▼

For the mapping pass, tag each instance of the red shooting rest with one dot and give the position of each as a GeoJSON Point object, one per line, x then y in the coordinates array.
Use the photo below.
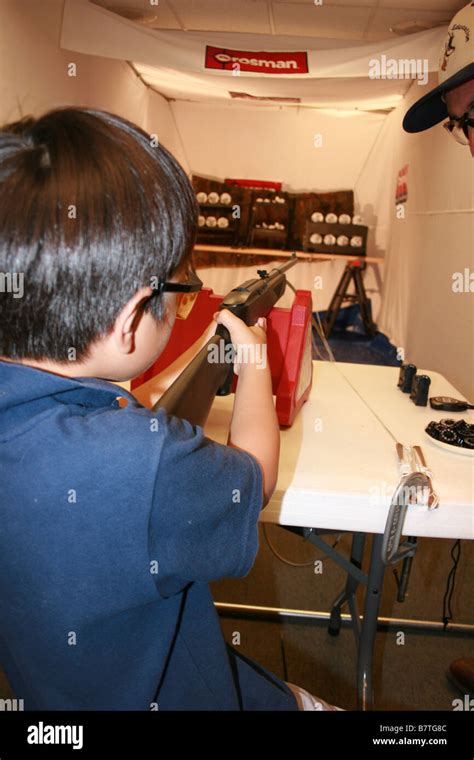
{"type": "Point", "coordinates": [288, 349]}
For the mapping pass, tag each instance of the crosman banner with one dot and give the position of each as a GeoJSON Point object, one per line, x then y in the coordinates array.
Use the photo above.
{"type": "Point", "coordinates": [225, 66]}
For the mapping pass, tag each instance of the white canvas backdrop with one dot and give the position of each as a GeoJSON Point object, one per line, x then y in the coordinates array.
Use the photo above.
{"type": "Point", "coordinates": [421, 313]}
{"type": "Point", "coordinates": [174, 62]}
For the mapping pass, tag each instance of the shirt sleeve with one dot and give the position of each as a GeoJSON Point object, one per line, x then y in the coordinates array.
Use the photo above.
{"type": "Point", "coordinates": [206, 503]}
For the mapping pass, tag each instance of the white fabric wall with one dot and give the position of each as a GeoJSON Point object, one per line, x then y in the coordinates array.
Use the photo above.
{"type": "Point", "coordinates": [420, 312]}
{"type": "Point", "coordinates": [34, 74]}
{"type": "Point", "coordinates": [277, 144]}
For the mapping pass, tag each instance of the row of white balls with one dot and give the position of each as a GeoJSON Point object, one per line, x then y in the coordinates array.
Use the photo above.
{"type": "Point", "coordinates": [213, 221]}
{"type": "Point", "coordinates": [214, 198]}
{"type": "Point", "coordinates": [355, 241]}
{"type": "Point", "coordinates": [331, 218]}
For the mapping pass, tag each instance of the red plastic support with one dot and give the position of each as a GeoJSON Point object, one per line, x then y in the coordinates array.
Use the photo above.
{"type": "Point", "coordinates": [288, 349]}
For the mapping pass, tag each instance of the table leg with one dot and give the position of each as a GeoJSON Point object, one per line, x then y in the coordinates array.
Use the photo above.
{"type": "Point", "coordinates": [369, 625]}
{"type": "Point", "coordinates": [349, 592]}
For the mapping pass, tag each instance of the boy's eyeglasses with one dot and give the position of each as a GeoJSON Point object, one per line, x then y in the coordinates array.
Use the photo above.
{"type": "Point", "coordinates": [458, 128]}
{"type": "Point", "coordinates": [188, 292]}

▲
▼

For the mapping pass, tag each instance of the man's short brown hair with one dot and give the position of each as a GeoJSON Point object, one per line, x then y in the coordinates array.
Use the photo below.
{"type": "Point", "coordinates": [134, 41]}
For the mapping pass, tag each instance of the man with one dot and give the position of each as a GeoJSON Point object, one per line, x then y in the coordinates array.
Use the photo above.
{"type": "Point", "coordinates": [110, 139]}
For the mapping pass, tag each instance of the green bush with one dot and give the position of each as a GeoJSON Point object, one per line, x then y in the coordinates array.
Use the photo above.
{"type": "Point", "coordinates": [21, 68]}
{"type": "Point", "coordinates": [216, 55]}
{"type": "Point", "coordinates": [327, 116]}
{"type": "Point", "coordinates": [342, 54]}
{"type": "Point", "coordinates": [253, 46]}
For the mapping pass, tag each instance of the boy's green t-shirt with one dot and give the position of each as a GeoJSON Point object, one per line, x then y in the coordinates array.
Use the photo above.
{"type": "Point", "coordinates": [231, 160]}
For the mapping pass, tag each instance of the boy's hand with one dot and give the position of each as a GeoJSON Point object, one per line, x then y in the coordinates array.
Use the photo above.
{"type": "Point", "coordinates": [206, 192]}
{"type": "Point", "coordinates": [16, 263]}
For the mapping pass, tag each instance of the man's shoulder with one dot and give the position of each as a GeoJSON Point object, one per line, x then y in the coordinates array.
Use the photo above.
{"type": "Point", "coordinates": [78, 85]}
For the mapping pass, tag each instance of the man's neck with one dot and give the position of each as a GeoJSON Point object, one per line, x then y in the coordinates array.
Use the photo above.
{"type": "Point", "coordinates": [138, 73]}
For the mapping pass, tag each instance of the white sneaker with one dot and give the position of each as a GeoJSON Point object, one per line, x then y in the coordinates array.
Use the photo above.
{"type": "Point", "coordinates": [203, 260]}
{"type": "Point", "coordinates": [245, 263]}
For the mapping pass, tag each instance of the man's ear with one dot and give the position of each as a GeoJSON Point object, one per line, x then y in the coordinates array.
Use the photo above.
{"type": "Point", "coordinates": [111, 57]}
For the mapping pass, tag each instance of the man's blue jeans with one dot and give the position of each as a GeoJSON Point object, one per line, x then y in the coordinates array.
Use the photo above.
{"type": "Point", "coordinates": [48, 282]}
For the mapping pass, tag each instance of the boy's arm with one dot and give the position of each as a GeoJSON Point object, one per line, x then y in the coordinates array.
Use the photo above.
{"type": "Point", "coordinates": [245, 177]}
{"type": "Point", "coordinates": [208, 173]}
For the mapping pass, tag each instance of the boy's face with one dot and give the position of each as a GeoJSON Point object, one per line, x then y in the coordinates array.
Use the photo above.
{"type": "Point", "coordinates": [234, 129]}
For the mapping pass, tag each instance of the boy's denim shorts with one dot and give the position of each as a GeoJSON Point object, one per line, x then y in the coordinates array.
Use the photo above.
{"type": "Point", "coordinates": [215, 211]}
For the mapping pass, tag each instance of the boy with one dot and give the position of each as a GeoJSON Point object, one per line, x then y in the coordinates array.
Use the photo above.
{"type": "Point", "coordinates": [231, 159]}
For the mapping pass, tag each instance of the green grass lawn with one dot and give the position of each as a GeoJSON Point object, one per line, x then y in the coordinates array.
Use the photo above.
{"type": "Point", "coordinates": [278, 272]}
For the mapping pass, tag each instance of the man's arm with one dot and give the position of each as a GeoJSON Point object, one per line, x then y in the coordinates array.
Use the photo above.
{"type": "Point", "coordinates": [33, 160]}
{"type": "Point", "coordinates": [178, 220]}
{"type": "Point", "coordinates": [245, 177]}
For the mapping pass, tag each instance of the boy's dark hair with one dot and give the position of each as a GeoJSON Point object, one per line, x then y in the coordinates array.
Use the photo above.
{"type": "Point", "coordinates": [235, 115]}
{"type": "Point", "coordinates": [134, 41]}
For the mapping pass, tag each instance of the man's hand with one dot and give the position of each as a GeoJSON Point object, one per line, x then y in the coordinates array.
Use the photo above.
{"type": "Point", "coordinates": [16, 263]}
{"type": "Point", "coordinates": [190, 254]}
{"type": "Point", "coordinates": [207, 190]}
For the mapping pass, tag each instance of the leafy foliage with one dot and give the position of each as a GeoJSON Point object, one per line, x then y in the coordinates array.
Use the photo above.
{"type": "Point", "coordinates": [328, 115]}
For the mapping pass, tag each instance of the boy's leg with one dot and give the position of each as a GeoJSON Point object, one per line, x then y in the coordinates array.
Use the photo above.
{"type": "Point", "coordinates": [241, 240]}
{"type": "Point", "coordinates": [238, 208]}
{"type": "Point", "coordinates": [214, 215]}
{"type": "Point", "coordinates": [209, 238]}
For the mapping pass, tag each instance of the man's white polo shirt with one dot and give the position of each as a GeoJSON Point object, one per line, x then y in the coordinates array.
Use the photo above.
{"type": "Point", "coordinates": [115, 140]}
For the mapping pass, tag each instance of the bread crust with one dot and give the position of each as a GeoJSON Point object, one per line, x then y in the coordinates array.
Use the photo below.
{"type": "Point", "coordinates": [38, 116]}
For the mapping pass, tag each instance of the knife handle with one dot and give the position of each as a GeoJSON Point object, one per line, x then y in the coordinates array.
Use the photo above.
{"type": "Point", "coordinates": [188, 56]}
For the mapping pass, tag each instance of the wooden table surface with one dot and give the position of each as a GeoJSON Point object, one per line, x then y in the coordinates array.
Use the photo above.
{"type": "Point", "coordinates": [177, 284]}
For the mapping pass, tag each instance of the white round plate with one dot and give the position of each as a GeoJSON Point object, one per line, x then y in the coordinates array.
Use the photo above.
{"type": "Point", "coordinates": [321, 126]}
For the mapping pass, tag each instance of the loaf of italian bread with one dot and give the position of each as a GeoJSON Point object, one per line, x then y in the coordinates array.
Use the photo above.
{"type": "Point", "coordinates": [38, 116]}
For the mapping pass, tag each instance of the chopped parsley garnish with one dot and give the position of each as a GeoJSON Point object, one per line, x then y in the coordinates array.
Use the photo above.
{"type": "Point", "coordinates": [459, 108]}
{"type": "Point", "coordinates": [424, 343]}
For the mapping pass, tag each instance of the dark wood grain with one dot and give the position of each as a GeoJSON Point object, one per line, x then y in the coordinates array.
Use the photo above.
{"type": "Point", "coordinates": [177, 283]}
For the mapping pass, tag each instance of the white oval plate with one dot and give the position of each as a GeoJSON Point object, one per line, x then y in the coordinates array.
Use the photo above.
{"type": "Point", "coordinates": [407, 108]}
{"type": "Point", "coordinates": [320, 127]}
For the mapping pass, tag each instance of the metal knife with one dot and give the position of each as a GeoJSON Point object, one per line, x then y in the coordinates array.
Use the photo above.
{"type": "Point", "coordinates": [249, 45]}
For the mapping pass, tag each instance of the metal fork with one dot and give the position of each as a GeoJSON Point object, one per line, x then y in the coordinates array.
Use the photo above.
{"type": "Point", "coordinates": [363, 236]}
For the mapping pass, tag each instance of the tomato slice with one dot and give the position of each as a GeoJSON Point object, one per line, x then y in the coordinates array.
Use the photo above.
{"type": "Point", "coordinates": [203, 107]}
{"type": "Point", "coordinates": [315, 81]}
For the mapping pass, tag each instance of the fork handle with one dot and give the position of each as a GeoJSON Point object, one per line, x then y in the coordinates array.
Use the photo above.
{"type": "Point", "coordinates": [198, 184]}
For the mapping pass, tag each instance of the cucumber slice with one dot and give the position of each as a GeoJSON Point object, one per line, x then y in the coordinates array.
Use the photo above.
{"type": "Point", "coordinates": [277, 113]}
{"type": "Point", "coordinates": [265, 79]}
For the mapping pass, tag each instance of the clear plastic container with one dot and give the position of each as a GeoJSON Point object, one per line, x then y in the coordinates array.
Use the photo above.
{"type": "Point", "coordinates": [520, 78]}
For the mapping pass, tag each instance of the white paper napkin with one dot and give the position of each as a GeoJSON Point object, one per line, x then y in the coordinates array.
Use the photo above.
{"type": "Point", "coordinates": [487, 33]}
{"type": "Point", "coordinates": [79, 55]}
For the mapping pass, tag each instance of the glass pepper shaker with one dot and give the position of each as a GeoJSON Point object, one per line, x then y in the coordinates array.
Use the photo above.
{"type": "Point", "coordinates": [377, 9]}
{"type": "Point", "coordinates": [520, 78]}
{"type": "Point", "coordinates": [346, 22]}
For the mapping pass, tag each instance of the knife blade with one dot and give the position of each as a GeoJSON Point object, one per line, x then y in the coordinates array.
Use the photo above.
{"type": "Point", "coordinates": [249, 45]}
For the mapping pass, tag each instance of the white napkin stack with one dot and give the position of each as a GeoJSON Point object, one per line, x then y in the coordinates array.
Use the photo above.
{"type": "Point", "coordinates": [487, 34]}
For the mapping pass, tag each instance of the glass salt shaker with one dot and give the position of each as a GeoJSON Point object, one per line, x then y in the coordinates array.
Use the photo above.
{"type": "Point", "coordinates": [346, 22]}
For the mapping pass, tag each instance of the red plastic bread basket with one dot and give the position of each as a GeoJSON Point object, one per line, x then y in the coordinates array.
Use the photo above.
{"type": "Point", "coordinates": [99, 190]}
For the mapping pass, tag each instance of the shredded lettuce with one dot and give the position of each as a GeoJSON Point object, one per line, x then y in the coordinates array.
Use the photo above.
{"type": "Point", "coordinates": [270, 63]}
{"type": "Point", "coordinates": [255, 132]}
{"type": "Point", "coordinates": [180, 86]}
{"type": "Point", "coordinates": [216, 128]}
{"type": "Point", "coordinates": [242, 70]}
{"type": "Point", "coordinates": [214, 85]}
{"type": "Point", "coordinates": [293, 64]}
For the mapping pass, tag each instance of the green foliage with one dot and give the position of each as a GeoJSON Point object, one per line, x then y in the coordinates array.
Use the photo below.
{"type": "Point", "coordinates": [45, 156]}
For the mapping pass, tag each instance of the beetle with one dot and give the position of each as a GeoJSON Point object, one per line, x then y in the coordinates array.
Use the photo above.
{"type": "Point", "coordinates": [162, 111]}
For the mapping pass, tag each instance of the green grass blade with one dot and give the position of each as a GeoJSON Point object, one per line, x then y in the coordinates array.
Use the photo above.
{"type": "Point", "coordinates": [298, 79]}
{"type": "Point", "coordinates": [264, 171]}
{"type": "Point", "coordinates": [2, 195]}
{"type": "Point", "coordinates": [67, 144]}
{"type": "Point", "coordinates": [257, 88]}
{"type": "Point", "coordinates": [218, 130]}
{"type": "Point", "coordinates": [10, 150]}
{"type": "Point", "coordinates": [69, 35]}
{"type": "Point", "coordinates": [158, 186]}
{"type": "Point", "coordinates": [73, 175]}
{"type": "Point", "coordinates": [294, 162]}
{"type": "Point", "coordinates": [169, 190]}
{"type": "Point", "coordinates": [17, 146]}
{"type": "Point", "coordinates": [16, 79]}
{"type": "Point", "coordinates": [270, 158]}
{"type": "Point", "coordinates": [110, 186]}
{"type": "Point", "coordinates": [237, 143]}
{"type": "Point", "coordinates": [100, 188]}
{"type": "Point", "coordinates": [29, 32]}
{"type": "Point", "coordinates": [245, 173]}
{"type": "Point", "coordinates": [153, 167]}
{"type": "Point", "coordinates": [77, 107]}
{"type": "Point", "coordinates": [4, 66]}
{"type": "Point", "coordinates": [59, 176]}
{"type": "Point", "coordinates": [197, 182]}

▲
▼

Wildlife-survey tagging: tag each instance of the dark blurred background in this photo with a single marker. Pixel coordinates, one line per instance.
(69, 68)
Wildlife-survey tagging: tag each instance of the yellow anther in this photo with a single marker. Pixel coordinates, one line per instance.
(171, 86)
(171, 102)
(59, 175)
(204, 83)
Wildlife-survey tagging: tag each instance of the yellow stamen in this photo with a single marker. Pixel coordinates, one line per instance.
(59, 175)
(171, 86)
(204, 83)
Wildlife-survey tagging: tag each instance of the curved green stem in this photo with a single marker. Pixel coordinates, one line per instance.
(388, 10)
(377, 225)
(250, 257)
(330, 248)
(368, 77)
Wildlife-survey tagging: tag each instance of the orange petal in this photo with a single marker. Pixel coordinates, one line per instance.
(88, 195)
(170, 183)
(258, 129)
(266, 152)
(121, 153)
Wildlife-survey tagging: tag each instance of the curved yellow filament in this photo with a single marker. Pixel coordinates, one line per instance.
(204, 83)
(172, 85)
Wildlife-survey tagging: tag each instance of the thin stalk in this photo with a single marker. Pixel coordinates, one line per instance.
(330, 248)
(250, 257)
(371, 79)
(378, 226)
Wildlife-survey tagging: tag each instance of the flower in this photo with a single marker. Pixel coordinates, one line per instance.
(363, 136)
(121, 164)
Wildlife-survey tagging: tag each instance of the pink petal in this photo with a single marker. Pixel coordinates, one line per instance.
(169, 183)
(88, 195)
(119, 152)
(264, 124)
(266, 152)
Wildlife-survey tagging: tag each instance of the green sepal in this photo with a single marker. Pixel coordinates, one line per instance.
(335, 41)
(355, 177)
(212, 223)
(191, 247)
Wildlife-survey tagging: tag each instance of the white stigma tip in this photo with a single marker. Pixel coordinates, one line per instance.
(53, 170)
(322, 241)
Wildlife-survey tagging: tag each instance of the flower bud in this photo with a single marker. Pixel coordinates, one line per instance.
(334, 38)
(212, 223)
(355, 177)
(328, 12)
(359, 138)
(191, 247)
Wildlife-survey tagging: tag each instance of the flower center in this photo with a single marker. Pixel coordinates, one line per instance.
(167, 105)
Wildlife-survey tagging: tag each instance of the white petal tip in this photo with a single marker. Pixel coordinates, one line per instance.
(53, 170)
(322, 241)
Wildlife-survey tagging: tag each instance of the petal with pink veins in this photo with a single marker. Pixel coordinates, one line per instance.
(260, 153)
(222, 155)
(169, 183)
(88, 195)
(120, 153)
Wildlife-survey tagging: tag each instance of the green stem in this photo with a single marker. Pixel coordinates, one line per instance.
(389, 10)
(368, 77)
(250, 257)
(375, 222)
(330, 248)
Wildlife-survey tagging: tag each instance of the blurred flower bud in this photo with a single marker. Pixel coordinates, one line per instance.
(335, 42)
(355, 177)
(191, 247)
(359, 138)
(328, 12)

▲

▶ [Direction]:
Filter the rows above and copy each row that contains the string "petal", matching case exactly.

▶ [Final result]:
Wildlife-survey tagging: tag each instance of the orange petal in this photo with a single marker. Pixel coordinates, one line per instance.
Wildlife-survey tagging: tag each instance of the pink petal in this photo with a single marker. Pixel coordinates, one line per instance.
Wildlife-survey tagging: tag each instance of the white petal tip in this photo with a single marker. Pixel coordinates, one line per instance.
Wildlife-survey tagging: tag each instance of the petal with pink veins in this photo with a single marker. Pixel coordinates, one line per instance.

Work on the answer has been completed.